[Work to be completed]
Which lines in the records below contain the word "dark"? Copy out every such line in full.

START

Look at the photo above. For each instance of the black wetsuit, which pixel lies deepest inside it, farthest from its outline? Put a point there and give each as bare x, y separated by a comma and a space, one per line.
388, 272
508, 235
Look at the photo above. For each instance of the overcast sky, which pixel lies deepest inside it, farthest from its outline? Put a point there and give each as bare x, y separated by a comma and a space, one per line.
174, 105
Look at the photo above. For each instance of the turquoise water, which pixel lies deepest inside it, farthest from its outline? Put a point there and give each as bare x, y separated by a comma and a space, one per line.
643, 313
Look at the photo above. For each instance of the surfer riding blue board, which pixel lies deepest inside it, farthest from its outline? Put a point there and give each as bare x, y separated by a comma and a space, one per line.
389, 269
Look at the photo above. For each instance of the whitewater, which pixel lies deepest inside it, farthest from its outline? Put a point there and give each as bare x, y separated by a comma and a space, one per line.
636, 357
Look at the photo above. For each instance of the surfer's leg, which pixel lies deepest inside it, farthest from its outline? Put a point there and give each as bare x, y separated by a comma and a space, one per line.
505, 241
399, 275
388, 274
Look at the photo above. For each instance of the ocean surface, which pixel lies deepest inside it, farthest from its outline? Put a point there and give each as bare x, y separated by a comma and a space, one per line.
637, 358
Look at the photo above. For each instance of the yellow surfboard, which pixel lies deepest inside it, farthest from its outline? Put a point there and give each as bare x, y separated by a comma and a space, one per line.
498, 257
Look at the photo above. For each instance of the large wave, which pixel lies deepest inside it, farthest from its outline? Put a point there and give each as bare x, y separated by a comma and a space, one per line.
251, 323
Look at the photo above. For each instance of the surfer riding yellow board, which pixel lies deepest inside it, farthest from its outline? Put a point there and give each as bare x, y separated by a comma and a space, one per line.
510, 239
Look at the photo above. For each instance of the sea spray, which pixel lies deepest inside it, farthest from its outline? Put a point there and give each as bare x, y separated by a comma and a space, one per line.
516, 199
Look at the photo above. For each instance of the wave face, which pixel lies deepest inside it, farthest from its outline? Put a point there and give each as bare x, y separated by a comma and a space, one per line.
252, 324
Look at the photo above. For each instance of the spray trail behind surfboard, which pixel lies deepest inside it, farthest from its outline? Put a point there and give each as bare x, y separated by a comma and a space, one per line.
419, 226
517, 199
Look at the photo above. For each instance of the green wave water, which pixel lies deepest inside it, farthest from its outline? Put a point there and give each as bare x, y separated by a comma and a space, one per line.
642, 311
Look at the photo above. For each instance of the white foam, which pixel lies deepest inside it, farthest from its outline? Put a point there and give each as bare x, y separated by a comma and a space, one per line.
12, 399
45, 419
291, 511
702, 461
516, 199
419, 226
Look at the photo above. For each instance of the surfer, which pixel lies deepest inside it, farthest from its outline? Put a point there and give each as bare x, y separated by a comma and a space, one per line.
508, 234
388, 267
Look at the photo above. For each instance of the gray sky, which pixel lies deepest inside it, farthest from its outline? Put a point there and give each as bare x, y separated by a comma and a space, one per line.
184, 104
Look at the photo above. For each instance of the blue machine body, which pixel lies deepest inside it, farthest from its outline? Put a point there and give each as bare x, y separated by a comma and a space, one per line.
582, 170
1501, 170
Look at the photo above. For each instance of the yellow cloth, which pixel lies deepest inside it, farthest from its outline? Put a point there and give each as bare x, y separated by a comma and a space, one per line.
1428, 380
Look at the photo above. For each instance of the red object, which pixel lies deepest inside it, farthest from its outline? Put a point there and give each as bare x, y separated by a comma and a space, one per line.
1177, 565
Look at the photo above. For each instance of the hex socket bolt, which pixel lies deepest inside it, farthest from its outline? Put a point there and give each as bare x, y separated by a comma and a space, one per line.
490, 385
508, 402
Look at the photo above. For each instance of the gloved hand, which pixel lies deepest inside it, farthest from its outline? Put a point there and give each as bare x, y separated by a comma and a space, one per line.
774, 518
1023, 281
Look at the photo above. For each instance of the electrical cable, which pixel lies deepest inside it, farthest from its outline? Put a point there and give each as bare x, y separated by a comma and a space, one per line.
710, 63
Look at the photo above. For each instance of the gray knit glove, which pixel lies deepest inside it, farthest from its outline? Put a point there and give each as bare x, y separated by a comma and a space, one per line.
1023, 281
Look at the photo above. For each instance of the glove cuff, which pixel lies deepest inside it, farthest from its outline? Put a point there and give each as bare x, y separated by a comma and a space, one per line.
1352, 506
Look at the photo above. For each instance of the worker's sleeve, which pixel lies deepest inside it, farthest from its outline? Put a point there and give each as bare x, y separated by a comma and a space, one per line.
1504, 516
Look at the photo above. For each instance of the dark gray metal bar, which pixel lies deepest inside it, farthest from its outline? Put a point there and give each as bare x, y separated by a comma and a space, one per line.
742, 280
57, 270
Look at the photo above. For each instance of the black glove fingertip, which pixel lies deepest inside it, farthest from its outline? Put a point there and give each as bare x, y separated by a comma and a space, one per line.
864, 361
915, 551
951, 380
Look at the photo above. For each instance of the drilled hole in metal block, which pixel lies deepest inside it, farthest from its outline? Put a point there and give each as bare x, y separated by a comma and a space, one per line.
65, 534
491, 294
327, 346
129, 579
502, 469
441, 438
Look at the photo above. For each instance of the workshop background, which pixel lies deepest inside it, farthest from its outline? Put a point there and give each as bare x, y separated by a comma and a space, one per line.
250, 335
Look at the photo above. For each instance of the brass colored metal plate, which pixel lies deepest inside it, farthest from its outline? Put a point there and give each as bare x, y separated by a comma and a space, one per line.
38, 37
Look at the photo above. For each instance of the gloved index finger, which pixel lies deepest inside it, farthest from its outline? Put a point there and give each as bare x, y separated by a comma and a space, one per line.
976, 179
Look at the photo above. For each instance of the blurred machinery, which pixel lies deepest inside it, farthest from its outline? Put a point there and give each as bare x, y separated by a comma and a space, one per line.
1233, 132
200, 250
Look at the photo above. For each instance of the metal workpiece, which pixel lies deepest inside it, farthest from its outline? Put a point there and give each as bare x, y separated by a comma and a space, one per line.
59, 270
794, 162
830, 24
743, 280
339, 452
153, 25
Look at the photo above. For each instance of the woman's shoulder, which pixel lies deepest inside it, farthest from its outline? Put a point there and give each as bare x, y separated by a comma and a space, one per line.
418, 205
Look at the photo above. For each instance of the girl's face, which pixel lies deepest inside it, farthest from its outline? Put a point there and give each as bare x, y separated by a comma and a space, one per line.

END
START

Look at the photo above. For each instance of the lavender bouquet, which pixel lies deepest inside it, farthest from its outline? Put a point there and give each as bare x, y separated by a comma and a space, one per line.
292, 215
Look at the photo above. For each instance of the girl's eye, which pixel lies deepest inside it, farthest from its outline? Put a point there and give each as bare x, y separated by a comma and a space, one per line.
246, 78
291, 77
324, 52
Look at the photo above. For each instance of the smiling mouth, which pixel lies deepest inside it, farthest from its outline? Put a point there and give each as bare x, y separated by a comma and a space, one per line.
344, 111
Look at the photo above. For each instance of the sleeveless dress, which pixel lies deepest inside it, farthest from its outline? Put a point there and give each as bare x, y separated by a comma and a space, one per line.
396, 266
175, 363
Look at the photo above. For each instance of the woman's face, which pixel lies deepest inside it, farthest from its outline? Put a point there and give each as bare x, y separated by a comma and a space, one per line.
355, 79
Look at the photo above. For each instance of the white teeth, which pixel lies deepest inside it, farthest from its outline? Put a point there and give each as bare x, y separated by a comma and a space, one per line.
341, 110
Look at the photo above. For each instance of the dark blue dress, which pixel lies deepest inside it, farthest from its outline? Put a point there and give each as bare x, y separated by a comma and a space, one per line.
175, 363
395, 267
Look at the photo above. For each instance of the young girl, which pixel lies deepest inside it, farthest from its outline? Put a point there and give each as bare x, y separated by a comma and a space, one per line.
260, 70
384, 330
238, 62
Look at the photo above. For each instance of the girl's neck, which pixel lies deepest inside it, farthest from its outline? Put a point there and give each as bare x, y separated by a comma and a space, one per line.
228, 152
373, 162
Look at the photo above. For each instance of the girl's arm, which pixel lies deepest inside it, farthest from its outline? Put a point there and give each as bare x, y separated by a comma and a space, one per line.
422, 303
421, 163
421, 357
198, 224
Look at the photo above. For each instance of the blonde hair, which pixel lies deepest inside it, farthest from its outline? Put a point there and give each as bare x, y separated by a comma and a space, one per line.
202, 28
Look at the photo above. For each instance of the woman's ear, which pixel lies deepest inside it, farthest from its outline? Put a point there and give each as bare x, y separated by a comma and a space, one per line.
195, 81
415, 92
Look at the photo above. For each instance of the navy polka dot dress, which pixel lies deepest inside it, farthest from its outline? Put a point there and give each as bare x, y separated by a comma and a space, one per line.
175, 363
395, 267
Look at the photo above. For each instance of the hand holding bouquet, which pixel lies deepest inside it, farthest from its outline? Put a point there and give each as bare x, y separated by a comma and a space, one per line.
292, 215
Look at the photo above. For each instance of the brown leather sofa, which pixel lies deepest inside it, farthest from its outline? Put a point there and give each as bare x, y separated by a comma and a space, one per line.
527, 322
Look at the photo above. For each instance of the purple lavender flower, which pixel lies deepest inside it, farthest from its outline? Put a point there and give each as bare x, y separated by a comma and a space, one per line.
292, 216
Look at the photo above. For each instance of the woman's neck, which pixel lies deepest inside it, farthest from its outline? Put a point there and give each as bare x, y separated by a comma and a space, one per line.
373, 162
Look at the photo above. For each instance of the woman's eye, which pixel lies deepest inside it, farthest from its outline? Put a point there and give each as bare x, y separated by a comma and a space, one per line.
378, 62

END

[Correct response]
Look at the photo above. For each instance of the dark gray metal bar, which pixel lies deepest inside it, farthest from its outline? Put a point there and give each as bare x, y separated by a comma and a space, one per line.
Look at the photo above. For each instance of the dark blue dress, which pixel lies deepest inside it, farthest from its outline? Put a point there and give each as bare x, y separated by a comma and a space, one per line.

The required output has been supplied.